A PRM pinpoints it. If step 6 divided by zero, the PRM flags step 6 with a low score and lets steps 1–5 keep their high scores. The blame lands exactly where the mistake happened. This is the difference between a teacher who writes “wrong” at the bottom of your exam and one who circles the precise line where your algebra slipped. The second teacher makes you a better mathematician far faster.

There’s a subtler benefit too. An ORM can be fooled by false positives — chains that reach the right answer through flawed reasoning (two errors that cancel, a lucky guess). To an ORM those look perfect and get rewarded, teaching the model bad habits. A PRM catches the flawed step even when the final answer happens to be right.

Let’s Verify Step by Step

Lightman et al. (2023), in a paper pointedly titled Let’s Verify Step by Step, ran the head-to-head experiment on the MATH benchmark. They trained an ORM and a PRM on the same base model and used each to rank a large pool of candidate solutions, keeping the top-scored one.

The PRM won, and not by a hair: 78.2% vs 72.4% on a representative MATH subset. Step-level supervision produced a reward model that selected correct solutions substantially more reliably than outcome supervision — a six-point gap that holds up across the difficulty range. The dense signal wasn’t just nicer in theory; it measurably picked better answers.

The paper’s other lasting contribution was the data. To train the PRM, OpenAI collected PRM800K — roughly 800,000 step-level human correctness labels over MATH solutions — and released it. That dataset became the reference corpus for process supervision and seeded a wave of follow-up work on reasoning reward models.

Try it

Below is a multi-step math solution with a wrong step buried in the middle. Toggle between ORM and PRM scoring and watch how each assigns credit. The ORM sees only the final box; the PRM lights up each step and pinpoints exactly where the chain went off the rails.

Process vs outcome reward

A solution with a wrong middle step. An outcome RM sees only the final answer; a process RM scores every step.

Problem

A train travels 240 km in 3 hours, then 150 km in 2 hours. What is its average speed for the whole trip?

Correct answer: 78 km/h

Process reward: 3/5 steps correct — first error at step 3. The dense signal credits the good early steps and pinpoints exactly where reasoning diverged.

→ ACTIVITY:
Answer these questions from the passage on process reward models.
(a) What scores did the PRM and the ORM achieve on the representative MATH subset?
(b) Roughly how many step-level human correctness labels does PRM800K contain?
(c) What correct answer is given for the train problem?
These saved entries come from a different source than the text.

[Saved entries]
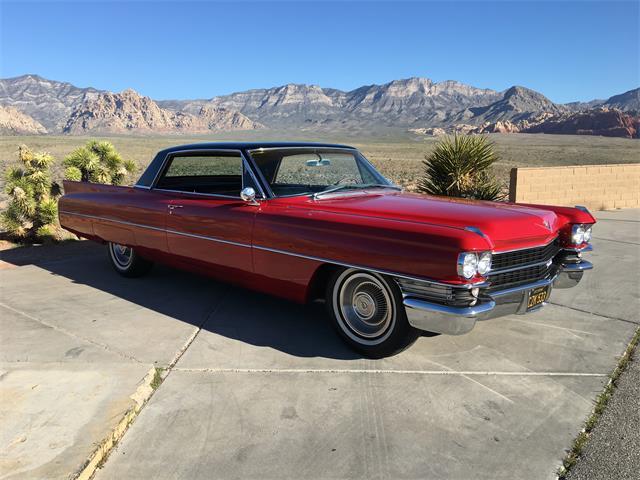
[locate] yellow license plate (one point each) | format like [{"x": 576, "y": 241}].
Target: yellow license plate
[{"x": 537, "y": 297}]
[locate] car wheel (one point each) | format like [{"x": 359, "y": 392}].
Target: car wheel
[
  {"x": 127, "y": 262},
  {"x": 367, "y": 312}
]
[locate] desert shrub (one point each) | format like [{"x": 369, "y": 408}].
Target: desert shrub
[
  {"x": 98, "y": 162},
  {"x": 32, "y": 210},
  {"x": 460, "y": 166}
]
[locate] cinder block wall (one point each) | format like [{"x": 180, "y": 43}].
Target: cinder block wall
[{"x": 597, "y": 187}]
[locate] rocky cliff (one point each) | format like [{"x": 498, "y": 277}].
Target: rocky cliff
[
  {"x": 130, "y": 112},
  {"x": 14, "y": 122}
]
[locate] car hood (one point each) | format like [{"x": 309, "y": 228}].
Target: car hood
[{"x": 507, "y": 225}]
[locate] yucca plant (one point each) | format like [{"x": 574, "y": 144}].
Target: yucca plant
[
  {"x": 33, "y": 208},
  {"x": 98, "y": 162},
  {"x": 460, "y": 166}
]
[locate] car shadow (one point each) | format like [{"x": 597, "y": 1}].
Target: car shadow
[{"x": 229, "y": 311}]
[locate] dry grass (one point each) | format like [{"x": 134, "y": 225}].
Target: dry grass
[{"x": 398, "y": 155}]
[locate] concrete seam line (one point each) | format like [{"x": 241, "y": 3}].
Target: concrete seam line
[
  {"x": 615, "y": 241},
  {"x": 212, "y": 311},
  {"x": 594, "y": 314},
  {"x": 616, "y": 220},
  {"x": 574, "y": 454},
  {"x": 141, "y": 396},
  {"x": 71, "y": 334},
  {"x": 380, "y": 371}
]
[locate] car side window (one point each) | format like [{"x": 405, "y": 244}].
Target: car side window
[
  {"x": 314, "y": 169},
  {"x": 215, "y": 174}
]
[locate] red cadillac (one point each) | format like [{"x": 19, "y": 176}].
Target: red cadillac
[{"x": 305, "y": 221}]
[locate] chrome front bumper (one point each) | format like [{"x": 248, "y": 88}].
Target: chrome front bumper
[{"x": 438, "y": 318}]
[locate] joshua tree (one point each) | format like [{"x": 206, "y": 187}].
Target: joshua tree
[
  {"x": 98, "y": 162},
  {"x": 33, "y": 207},
  {"x": 460, "y": 166}
]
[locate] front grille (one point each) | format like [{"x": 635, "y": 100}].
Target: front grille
[
  {"x": 519, "y": 277},
  {"x": 457, "y": 297},
  {"x": 524, "y": 257},
  {"x": 522, "y": 266}
]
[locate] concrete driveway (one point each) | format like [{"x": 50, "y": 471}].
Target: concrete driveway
[{"x": 259, "y": 388}]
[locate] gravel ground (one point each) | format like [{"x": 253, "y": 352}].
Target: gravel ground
[{"x": 613, "y": 450}]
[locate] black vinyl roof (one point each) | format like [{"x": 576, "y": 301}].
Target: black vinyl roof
[
  {"x": 147, "y": 178},
  {"x": 249, "y": 146}
]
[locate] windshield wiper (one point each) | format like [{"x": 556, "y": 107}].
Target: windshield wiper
[{"x": 355, "y": 186}]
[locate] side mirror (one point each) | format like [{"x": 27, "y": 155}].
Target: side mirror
[{"x": 248, "y": 194}]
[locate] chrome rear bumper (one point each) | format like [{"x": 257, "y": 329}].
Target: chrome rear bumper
[{"x": 439, "y": 318}]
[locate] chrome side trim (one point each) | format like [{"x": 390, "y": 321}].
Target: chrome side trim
[
  {"x": 586, "y": 248},
  {"x": 302, "y": 147},
  {"x": 283, "y": 252},
  {"x": 477, "y": 231},
  {"x": 214, "y": 195}
]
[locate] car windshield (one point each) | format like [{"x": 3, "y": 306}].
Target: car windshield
[{"x": 311, "y": 170}]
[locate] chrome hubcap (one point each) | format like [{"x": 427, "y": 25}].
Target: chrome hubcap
[
  {"x": 365, "y": 305},
  {"x": 122, "y": 254}
]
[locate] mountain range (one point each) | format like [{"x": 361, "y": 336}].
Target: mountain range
[{"x": 415, "y": 103}]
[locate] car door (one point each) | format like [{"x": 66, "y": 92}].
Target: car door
[{"x": 207, "y": 222}]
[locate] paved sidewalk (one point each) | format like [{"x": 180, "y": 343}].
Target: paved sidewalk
[{"x": 613, "y": 449}]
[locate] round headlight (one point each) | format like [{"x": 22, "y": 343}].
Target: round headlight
[
  {"x": 577, "y": 234},
  {"x": 484, "y": 263},
  {"x": 468, "y": 265}
]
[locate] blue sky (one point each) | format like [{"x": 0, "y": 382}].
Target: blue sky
[{"x": 566, "y": 50}]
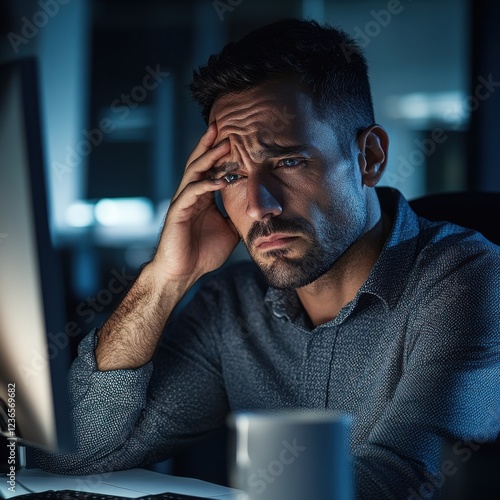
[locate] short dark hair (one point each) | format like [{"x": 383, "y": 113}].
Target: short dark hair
[{"x": 326, "y": 59}]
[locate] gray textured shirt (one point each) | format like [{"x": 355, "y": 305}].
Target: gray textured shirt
[{"x": 414, "y": 358}]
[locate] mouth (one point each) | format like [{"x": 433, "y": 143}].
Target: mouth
[{"x": 275, "y": 240}]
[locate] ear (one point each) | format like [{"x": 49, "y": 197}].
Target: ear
[{"x": 373, "y": 144}]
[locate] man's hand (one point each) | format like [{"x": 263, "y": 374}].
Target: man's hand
[{"x": 196, "y": 237}]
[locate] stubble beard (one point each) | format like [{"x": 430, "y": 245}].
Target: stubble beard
[{"x": 285, "y": 272}]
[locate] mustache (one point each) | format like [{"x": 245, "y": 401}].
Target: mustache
[{"x": 291, "y": 225}]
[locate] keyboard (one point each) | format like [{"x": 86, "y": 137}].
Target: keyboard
[{"x": 85, "y": 495}]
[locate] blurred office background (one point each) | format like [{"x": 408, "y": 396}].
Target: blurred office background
[{"x": 118, "y": 122}]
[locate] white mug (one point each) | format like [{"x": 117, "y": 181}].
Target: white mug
[{"x": 291, "y": 455}]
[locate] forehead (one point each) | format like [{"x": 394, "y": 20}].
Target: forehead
[{"x": 276, "y": 108}]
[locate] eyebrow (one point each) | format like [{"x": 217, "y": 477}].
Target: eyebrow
[{"x": 268, "y": 151}]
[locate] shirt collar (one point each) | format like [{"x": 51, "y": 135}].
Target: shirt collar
[{"x": 386, "y": 279}]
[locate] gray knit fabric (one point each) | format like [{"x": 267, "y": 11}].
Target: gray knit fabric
[{"x": 414, "y": 358}]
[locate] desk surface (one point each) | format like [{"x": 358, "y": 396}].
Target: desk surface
[{"x": 132, "y": 483}]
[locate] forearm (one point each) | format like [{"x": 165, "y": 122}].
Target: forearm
[{"x": 128, "y": 339}]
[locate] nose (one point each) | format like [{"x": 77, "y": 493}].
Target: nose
[{"x": 261, "y": 203}]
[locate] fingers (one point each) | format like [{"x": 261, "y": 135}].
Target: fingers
[
  {"x": 205, "y": 143},
  {"x": 192, "y": 192},
  {"x": 199, "y": 167}
]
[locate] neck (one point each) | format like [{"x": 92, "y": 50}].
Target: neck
[{"x": 324, "y": 298}]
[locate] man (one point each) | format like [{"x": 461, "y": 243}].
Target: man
[{"x": 352, "y": 303}]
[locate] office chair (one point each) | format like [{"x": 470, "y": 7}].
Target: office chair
[
  {"x": 477, "y": 477},
  {"x": 475, "y": 210}
]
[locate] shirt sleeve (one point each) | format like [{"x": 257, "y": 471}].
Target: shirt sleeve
[
  {"x": 449, "y": 391},
  {"x": 131, "y": 418}
]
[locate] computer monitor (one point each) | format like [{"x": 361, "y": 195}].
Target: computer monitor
[{"x": 33, "y": 356}]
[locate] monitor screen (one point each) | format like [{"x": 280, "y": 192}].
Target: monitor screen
[{"x": 34, "y": 358}]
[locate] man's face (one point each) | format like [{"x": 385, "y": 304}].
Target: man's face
[{"x": 297, "y": 203}]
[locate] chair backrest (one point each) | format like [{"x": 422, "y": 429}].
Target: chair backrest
[{"x": 475, "y": 210}]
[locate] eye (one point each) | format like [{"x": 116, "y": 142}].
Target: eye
[
  {"x": 291, "y": 162},
  {"x": 230, "y": 178}
]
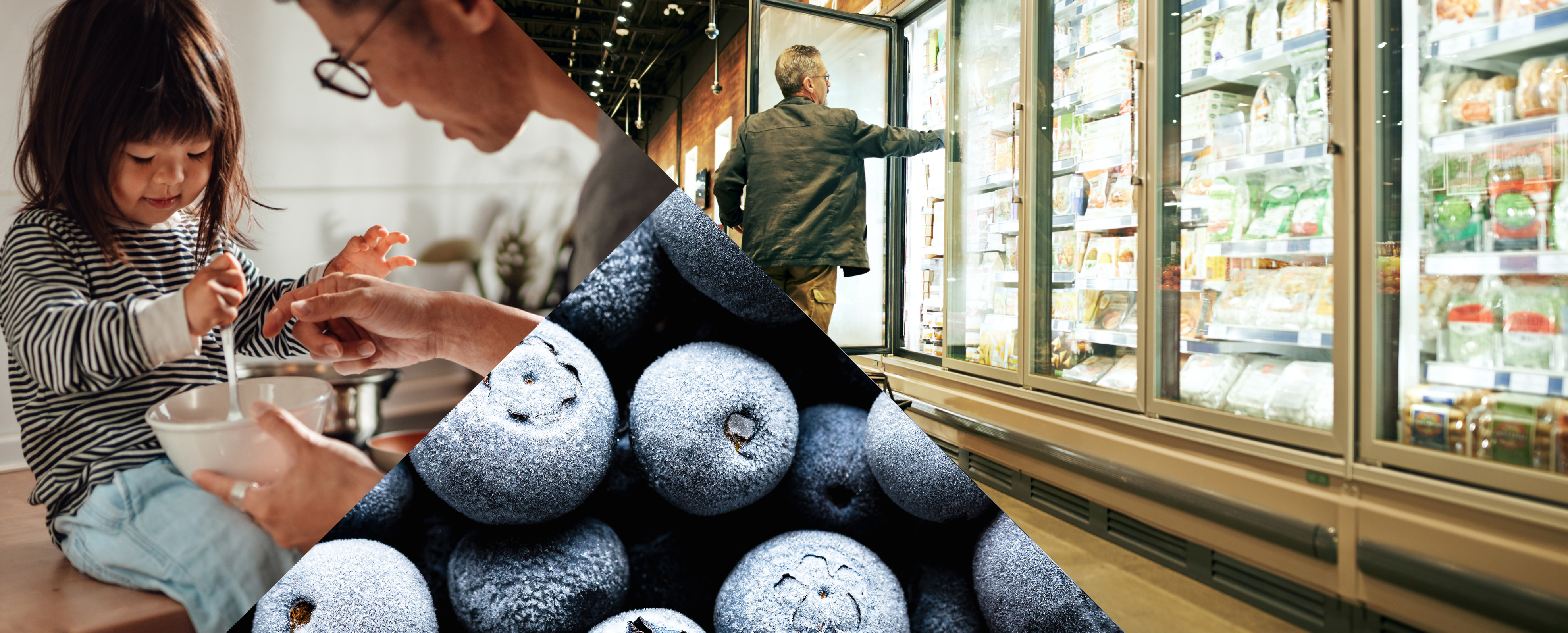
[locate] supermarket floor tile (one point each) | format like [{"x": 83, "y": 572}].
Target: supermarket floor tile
[{"x": 1139, "y": 595}]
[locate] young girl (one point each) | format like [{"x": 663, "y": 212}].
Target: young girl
[{"x": 114, "y": 278}]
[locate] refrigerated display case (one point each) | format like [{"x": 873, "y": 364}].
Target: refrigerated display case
[
  {"x": 982, "y": 289},
  {"x": 926, "y": 40},
  {"x": 1472, "y": 228},
  {"x": 1086, "y": 336}
]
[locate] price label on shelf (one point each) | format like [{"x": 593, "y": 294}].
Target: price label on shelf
[{"x": 1529, "y": 383}]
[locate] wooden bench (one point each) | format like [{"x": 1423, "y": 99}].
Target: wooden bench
[{"x": 40, "y": 591}]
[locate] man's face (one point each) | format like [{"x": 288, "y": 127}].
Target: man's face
[{"x": 422, "y": 68}]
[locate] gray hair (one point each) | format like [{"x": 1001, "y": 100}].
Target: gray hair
[{"x": 794, "y": 65}]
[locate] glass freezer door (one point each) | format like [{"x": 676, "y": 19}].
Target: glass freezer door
[
  {"x": 1472, "y": 229},
  {"x": 1246, "y": 225},
  {"x": 858, "y": 52}
]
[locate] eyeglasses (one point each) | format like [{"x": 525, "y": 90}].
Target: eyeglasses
[{"x": 338, "y": 74}]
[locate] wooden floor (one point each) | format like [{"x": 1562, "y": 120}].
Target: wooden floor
[
  {"x": 40, "y": 591},
  {"x": 1137, "y": 593}
]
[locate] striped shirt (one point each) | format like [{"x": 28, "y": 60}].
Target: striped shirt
[{"x": 94, "y": 344}]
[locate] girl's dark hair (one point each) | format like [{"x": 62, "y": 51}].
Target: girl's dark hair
[{"x": 107, "y": 73}]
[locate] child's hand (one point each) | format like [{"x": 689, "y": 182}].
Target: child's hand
[
  {"x": 368, "y": 254},
  {"x": 214, "y": 295}
]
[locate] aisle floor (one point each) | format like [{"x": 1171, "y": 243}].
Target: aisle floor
[{"x": 1137, "y": 593}]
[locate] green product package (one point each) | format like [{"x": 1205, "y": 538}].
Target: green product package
[
  {"x": 1514, "y": 428},
  {"x": 1275, "y": 218}
]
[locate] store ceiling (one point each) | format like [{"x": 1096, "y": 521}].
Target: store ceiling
[{"x": 650, "y": 40}]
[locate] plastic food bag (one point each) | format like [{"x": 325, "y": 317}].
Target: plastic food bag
[
  {"x": 1266, "y": 23},
  {"x": 1255, "y": 386},
  {"x": 1123, "y": 377},
  {"x": 1208, "y": 378},
  {"x": 1312, "y": 102},
  {"x": 1529, "y": 327},
  {"x": 1269, "y": 127},
  {"x": 1230, "y": 37},
  {"x": 1299, "y": 386}
]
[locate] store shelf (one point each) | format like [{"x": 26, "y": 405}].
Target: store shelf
[
  {"x": 1293, "y": 337},
  {"x": 1283, "y": 159},
  {"x": 1004, "y": 228},
  {"x": 1249, "y": 66},
  {"x": 1504, "y": 38},
  {"x": 1520, "y": 262},
  {"x": 1104, "y": 284},
  {"x": 1525, "y": 381},
  {"x": 1104, "y": 107},
  {"x": 1103, "y": 164},
  {"x": 1482, "y": 139},
  {"x": 1283, "y": 246},
  {"x": 1106, "y": 223},
  {"x": 1108, "y": 337}
]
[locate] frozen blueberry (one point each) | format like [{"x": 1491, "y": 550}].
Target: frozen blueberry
[
  {"x": 617, "y": 303},
  {"x": 943, "y": 601},
  {"x": 915, "y": 472},
  {"x": 648, "y": 621},
  {"x": 352, "y": 585},
  {"x": 711, "y": 261},
  {"x": 830, "y": 485},
  {"x": 531, "y": 441},
  {"x": 1023, "y": 590},
  {"x": 810, "y": 580},
  {"x": 380, "y": 513},
  {"x": 714, "y": 427},
  {"x": 557, "y": 577}
]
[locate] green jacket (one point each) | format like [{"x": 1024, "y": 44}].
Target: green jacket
[{"x": 803, "y": 168}]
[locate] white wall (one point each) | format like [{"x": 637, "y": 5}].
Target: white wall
[{"x": 341, "y": 165}]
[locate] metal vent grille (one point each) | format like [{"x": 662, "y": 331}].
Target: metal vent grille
[
  {"x": 1293, "y": 602},
  {"x": 1153, "y": 541},
  {"x": 993, "y": 471},
  {"x": 1061, "y": 502}
]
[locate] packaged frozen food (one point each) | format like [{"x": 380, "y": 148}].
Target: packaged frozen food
[
  {"x": 1275, "y": 217},
  {"x": 1293, "y": 298},
  {"x": 1090, "y": 370},
  {"x": 1476, "y": 99},
  {"x": 1123, "y": 377},
  {"x": 1297, "y": 18},
  {"x": 1313, "y": 215},
  {"x": 1254, "y": 388},
  {"x": 1272, "y": 114},
  {"x": 1312, "y": 102},
  {"x": 1266, "y": 23},
  {"x": 1231, "y": 33},
  {"x": 1529, "y": 327},
  {"x": 1473, "y": 325},
  {"x": 1297, "y": 388},
  {"x": 1208, "y": 378},
  {"x": 1322, "y": 317},
  {"x": 1459, "y": 16}
]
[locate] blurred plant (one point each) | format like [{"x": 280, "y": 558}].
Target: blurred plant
[{"x": 515, "y": 259}]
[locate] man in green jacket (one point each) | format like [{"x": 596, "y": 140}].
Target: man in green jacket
[{"x": 803, "y": 165}]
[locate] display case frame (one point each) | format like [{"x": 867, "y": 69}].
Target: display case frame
[{"x": 1377, "y": 400}]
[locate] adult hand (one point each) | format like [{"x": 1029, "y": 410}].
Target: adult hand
[
  {"x": 327, "y": 480},
  {"x": 397, "y": 325}
]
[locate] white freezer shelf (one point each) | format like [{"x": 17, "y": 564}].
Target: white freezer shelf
[
  {"x": 1108, "y": 337},
  {"x": 1523, "y": 381},
  {"x": 1522, "y": 262},
  {"x": 1282, "y": 246}
]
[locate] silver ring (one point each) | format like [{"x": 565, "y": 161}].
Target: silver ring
[{"x": 237, "y": 493}]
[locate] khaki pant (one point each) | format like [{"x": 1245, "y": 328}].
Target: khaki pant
[{"x": 811, "y": 289}]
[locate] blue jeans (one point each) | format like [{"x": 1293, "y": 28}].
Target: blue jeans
[{"x": 154, "y": 530}]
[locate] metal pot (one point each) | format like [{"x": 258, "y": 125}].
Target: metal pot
[{"x": 358, "y": 405}]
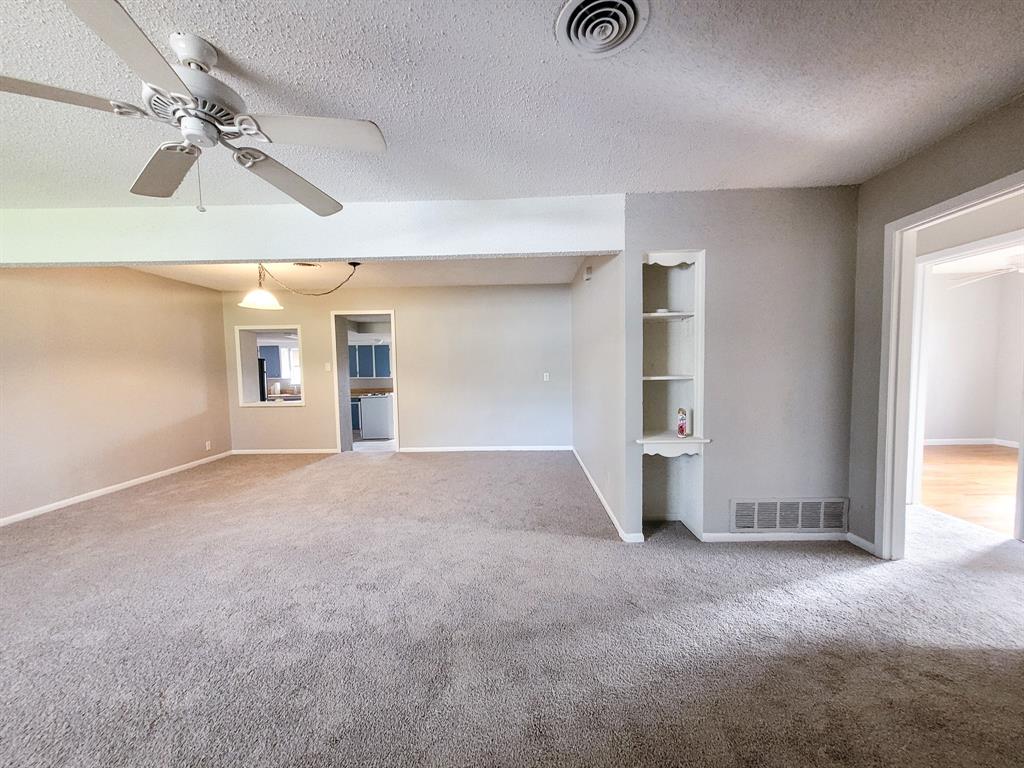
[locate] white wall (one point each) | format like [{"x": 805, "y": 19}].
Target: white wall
[
  {"x": 995, "y": 218},
  {"x": 469, "y": 366},
  {"x": 598, "y": 382},
  {"x": 972, "y": 346},
  {"x": 779, "y": 313},
  {"x": 1010, "y": 360},
  {"x": 984, "y": 152}
]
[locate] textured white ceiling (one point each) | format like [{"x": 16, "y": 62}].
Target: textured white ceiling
[
  {"x": 476, "y": 98},
  {"x": 392, "y": 273}
]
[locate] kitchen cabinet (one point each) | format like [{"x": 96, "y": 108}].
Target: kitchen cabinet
[
  {"x": 382, "y": 360},
  {"x": 365, "y": 360},
  {"x": 272, "y": 356},
  {"x": 370, "y": 360}
]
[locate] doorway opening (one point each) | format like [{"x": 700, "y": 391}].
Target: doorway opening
[
  {"x": 932, "y": 259},
  {"x": 972, "y": 378},
  {"x": 366, "y": 381}
]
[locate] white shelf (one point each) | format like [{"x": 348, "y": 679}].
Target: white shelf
[
  {"x": 667, "y": 315},
  {"x": 670, "y": 445}
]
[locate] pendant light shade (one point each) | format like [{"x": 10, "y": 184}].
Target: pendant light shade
[{"x": 260, "y": 298}]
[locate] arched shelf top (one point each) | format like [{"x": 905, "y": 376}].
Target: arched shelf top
[{"x": 682, "y": 258}]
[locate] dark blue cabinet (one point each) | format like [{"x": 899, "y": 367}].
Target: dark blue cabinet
[
  {"x": 365, "y": 360},
  {"x": 272, "y": 356},
  {"x": 369, "y": 361},
  {"x": 382, "y": 360}
]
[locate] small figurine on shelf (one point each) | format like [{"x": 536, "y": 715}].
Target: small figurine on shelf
[{"x": 683, "y": 423}]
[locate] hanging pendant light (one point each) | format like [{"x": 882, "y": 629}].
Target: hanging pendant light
[{"x": 260, "y": 298}]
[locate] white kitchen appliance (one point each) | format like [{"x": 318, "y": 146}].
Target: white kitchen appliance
[{"x": 377, "y": 417}]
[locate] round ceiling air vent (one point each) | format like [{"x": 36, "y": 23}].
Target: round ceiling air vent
[{"x": 601, "y": 28}]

→ ANSWER SECTION:
(a) The PRM scored 78.2%, and the ORM scored 72.4%.
(b) It contains roughly 800,000 labels.
(c) The correct answer is 78 km/h.